PROMPT: Could you reproduce the items below, word for word, from their beginning through the line containing "255 29 L 255", both ends included, and leave out the pictures?

BEGIN DATA ENTRIES

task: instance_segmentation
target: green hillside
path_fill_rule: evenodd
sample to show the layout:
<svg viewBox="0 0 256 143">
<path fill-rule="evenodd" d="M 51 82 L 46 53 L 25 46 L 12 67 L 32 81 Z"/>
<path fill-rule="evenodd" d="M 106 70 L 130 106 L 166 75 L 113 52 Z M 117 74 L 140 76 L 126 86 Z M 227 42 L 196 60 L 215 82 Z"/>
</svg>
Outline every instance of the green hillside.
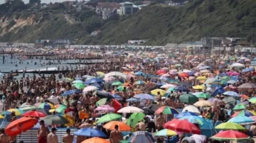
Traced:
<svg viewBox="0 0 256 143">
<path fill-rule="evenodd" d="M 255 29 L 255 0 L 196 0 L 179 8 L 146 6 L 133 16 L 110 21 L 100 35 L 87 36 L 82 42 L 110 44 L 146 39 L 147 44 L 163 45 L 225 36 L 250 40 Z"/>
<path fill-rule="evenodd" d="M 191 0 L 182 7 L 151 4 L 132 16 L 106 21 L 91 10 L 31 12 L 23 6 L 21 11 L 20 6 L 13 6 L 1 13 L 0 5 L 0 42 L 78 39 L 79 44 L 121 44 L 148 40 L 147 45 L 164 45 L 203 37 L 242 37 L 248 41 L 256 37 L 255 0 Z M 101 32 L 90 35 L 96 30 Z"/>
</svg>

END DATA ENTRIES

RESPONSE:
task: instance_segmentation
target: green hillside
path_fill_rule: evenodd
sample to show the layout:
<svg viewBox="0 0 256 143">
<path fill-rule="evenodd" d="M 51 82 L 46 53 L 25 46 L 12 67 L 32 81 Z"/>
<path fill-rule="evenodd" d="M 106 70 L 130 106 L 166 75 L 113 52 Z M 117 74 L 140 76 L 126 86 Z M 227 42 L 196 60 L 215 82 Z"/>
</svg>
Outline every instance of the green hillside.
Traced:
<svg viewBox="0 0 256 143">
<path fill-rule="evenodd" d="M 255 29 L 255 0 L 196 0 L 179 8 L 146 6 L 133 16 L 110 21 L 100 35 L 87 36 L 82 42 L 110 44 L 146 39 L 147 44 L 163 45 L 225 36 L 250 40 Z"/>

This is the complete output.